# STATED EXERCISE
Reproduce the listing below with each occurrence of "instance" replaced by "object" and no other changes.

# DATA TO PROCESS
□ □ □

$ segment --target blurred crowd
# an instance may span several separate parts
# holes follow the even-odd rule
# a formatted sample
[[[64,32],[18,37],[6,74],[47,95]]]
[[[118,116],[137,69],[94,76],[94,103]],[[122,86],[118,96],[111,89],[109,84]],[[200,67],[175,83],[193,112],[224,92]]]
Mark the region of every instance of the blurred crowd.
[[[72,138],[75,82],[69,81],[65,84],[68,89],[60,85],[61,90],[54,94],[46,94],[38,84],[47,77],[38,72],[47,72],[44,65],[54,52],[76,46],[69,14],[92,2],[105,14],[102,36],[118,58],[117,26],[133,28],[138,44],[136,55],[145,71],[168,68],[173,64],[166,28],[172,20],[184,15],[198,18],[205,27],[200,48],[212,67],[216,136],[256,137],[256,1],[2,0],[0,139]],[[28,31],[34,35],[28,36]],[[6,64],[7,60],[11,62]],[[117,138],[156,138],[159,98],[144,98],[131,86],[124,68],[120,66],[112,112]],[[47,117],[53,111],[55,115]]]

□ □ □

# RESULT OF THE EXERCISE
$ segment --target blurred crowd
# an object may span several separate parts
# holes follow the even-odd rule
# a formatted sample
[[[64,32],[18,37],[6,74],[47,95]]]
[[[118,116],[137,69],[94,76],[94,103]],[[122,86],[118,96],[111,89],[109,84]],[[200,67],[175,83],[193,112],[224,92]]]
Mark the region of every object of the blurred crowd.
[[[72,138],[75,82],[69,81],[65,84],[68,89],[60,85],[61,90],[54,94],[46,94],[38,84],[47,77],[38,72],[47,72],[44,65],[54,52],[76,46],[69,14],[92,2],[105,14],[102,36],[118,58],[117,26],[133,28],[138,44],[136,55],[145,71],[168,68],[173,64],[166,28],[172,20],[184,15],[198,18],[205,27],[200,48],[212,67],[216,136],[256,137],[256,1],[2,0],[0,139]],[[28,31],[34,35],[28,36]],[[6,64],[7,60],[11,62]],[[117,138],[156,138],[159,98],[144,98],[131,86],[124,68],[120,66],[112,112]],[[47,117],[53,111],[55,115]]]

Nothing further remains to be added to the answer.